• [Aim of the task]: Take from the listing each line that has the string "below".

*** Begin section ***

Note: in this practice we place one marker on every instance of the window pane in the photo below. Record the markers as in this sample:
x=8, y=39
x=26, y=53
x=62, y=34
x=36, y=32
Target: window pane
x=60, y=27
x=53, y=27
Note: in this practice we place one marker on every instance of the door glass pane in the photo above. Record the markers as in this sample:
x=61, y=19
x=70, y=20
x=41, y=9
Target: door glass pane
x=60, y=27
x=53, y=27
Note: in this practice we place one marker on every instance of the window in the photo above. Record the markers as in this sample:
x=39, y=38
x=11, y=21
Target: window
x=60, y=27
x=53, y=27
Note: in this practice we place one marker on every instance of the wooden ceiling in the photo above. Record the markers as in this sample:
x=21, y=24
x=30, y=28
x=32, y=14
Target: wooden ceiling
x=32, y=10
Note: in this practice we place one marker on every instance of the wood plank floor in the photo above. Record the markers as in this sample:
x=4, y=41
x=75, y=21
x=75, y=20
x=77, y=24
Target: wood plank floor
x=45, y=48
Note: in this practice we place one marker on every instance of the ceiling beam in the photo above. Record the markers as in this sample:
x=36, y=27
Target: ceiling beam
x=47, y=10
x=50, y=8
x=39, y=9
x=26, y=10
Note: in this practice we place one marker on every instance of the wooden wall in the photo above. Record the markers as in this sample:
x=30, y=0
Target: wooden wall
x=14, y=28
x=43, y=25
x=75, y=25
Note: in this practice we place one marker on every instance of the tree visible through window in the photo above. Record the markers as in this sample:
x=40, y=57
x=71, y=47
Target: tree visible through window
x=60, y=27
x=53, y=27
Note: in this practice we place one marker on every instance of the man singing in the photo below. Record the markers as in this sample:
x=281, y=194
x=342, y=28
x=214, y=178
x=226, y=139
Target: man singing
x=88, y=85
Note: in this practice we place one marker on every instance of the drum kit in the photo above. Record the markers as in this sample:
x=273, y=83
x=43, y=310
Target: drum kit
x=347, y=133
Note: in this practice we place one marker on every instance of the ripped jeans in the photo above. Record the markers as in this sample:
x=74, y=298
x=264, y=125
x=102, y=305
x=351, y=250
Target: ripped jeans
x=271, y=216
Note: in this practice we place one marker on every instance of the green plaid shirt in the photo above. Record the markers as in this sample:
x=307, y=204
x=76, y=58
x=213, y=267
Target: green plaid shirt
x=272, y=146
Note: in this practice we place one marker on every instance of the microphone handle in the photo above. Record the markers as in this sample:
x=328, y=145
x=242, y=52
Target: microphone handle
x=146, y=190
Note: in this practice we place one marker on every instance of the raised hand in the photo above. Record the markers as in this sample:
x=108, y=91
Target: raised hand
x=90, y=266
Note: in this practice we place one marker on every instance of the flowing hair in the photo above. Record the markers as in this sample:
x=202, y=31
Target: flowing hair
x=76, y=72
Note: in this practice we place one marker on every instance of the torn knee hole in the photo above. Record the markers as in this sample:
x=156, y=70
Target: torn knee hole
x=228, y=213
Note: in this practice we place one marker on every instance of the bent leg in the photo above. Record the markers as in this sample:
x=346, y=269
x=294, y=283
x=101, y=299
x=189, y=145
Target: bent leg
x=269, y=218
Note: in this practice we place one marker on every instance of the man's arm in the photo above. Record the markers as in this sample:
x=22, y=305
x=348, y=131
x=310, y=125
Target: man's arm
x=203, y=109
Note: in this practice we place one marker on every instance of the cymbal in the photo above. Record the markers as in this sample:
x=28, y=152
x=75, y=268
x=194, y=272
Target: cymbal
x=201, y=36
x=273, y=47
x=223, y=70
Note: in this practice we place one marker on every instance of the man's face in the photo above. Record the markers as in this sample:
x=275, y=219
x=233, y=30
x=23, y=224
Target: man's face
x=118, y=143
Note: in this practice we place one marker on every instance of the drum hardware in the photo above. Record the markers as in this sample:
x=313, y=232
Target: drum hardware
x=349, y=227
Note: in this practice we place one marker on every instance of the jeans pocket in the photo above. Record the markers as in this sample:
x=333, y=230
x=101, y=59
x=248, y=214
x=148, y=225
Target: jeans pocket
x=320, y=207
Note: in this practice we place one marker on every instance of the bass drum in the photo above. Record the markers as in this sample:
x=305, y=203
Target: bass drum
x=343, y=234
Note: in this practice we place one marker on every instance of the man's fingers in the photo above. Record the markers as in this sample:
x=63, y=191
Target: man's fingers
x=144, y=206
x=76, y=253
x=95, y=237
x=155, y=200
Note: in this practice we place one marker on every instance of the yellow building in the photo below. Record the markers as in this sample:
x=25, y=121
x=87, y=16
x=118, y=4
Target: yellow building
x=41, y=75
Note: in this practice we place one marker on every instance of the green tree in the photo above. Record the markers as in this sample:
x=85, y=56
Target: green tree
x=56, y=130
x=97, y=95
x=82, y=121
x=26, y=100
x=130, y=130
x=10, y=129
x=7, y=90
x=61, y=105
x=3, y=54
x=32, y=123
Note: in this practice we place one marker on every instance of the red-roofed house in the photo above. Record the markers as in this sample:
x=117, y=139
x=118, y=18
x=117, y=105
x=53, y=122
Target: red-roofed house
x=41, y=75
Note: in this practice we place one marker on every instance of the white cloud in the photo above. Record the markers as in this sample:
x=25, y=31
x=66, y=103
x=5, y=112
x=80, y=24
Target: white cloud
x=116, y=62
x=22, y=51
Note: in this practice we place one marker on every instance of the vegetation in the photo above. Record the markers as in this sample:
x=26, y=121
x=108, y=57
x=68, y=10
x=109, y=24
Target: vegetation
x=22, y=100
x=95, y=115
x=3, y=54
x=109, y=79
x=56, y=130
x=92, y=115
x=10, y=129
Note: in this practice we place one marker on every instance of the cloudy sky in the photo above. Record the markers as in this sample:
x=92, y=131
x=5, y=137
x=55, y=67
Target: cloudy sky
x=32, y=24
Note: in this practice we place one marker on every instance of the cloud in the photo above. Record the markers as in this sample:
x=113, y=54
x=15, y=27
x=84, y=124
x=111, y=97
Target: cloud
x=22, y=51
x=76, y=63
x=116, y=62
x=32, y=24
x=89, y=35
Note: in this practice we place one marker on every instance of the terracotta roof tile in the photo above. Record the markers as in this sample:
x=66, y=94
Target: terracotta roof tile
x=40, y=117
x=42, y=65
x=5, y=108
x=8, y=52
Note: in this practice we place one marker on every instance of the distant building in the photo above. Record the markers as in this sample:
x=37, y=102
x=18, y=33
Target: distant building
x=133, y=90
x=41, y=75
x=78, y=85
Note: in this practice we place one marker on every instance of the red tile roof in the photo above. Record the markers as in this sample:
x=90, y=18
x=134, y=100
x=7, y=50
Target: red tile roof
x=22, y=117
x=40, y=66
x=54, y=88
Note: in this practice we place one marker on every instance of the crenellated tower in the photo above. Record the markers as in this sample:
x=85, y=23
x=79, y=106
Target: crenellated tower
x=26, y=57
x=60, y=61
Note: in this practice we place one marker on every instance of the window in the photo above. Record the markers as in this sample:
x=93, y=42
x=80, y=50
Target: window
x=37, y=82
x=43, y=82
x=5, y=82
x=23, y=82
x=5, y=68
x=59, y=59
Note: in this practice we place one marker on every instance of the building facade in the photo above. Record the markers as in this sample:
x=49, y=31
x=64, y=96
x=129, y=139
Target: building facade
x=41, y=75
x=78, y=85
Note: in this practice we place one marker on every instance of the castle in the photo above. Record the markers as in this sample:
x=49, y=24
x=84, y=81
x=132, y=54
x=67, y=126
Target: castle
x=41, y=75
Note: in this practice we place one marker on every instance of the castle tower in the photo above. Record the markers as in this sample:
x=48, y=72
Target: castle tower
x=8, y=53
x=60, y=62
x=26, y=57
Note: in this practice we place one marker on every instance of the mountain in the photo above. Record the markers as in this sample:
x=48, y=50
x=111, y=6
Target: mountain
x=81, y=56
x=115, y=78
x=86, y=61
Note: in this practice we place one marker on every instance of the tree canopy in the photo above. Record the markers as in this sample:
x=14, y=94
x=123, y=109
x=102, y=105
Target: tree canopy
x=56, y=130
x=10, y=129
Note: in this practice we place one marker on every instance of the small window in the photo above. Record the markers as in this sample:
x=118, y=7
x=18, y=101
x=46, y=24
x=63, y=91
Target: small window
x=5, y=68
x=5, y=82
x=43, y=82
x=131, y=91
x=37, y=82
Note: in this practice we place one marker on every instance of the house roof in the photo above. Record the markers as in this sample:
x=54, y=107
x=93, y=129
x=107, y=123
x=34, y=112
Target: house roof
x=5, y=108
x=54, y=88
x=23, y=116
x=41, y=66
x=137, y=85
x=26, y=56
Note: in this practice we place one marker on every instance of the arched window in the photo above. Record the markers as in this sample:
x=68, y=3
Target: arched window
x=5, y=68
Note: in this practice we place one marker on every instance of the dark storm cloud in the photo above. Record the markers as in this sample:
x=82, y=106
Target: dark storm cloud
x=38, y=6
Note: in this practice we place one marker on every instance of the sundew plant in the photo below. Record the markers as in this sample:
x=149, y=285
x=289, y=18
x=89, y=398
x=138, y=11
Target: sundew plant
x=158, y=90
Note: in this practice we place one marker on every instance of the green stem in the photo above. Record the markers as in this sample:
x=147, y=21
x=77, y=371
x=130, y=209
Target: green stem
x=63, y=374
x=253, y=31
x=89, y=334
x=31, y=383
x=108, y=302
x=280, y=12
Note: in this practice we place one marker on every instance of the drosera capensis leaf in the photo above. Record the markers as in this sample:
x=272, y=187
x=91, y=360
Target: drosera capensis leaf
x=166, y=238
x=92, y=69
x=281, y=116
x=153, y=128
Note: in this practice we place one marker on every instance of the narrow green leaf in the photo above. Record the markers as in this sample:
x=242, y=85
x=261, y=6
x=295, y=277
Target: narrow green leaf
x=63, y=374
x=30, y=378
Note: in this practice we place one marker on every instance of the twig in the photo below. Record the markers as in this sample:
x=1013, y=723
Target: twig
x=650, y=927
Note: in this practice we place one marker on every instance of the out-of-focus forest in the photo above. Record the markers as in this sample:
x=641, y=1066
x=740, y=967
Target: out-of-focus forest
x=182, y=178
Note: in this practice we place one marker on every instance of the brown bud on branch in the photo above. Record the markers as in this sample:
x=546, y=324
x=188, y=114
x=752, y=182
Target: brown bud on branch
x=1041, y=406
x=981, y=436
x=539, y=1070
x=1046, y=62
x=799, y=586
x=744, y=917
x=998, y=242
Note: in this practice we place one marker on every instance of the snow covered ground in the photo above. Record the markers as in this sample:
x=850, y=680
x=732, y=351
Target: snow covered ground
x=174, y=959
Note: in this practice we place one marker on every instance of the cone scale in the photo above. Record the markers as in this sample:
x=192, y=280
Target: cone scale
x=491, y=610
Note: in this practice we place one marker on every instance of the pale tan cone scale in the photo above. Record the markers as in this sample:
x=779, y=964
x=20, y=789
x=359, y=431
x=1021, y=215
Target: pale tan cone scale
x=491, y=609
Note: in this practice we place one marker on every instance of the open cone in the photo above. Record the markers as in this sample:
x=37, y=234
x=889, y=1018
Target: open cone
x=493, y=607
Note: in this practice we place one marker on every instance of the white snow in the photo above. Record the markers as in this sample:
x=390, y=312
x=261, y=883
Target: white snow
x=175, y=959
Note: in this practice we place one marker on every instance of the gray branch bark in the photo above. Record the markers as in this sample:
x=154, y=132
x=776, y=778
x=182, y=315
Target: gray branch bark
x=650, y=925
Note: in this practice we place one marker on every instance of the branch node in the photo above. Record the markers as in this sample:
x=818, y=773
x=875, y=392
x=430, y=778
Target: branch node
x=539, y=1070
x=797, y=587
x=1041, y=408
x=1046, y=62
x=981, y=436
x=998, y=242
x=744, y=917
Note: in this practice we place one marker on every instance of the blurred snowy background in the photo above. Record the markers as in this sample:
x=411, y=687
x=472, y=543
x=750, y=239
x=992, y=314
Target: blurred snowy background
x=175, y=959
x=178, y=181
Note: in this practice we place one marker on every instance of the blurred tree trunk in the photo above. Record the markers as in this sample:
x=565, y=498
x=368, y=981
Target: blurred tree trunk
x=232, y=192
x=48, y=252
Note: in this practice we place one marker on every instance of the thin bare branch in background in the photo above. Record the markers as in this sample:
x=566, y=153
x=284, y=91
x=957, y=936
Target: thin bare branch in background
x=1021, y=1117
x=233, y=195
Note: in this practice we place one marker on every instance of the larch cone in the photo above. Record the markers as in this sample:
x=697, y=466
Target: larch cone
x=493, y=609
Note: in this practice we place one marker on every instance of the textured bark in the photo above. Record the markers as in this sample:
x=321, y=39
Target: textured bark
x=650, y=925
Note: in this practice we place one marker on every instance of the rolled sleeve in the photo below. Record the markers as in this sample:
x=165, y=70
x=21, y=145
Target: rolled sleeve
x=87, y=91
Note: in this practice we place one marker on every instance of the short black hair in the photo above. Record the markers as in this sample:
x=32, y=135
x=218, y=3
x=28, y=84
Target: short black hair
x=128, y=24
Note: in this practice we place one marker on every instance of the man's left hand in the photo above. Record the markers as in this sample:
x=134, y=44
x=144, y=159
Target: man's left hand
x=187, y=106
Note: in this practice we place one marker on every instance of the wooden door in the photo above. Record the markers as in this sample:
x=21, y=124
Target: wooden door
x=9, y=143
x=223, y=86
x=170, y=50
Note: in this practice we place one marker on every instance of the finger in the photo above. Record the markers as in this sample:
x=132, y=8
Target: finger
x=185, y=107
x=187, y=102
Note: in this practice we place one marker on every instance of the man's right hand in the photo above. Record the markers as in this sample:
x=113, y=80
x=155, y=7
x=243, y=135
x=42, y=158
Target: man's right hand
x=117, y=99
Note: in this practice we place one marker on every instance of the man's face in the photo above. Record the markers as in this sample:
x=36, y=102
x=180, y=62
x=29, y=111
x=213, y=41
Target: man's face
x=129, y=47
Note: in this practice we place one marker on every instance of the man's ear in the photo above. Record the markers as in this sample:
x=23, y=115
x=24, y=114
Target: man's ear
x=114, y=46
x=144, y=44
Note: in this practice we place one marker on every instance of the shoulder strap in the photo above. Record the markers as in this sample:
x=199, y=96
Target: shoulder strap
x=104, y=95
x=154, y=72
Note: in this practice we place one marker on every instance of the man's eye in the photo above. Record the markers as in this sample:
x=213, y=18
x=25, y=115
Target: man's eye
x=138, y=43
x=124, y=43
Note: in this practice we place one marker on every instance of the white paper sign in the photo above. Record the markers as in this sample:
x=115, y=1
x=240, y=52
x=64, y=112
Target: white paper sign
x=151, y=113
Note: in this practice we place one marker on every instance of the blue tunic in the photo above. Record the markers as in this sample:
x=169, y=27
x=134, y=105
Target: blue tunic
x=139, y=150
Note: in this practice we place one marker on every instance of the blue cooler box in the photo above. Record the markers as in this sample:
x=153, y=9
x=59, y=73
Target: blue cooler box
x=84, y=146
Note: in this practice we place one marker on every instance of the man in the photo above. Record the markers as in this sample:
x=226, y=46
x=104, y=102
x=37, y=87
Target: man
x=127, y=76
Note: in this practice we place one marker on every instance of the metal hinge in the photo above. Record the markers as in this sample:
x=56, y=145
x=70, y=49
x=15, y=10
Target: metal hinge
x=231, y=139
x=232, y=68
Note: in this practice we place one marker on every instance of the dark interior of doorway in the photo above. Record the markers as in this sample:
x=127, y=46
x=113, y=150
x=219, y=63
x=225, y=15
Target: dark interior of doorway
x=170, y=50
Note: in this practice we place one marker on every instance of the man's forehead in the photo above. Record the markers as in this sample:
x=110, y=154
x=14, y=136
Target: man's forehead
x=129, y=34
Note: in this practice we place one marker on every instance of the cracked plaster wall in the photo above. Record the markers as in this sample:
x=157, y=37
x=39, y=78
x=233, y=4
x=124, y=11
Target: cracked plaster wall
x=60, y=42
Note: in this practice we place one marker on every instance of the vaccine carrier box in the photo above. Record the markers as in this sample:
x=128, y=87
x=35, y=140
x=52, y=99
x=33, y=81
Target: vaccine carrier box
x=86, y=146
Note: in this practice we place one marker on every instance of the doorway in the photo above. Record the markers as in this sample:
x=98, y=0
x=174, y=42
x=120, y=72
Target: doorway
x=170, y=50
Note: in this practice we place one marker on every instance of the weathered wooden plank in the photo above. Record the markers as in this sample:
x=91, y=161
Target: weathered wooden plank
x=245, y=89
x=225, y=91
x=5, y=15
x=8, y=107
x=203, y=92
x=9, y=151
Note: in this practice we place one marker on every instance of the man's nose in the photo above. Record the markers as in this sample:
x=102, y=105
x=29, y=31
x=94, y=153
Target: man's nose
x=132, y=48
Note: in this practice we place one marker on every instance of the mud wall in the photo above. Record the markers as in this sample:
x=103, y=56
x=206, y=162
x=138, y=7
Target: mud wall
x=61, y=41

*** End section ***

• [Exercise result]:
Note: in this practice we place one marker on every instance of the window pane in the photo below. Record the markers as in this sample:
Note: in this practice we place one marker on every instance of the man singing in the photo below. Record the markers as in this sample:
Note: in this practice we place one marker on every instance of the yellow building in the photo below. Record the markers as in this sample:
Note: in this practice we place one marker on every instance of the sundew plant in the photo below. Record the markers as in this sample:
Note: in this practice we place one marker on every instance of the twig in the photo below. Record the markers as in this sample:
Note: in this practice we place one marker on every instance of the rolled sleeve in the photo below. Record the markers as in this sample:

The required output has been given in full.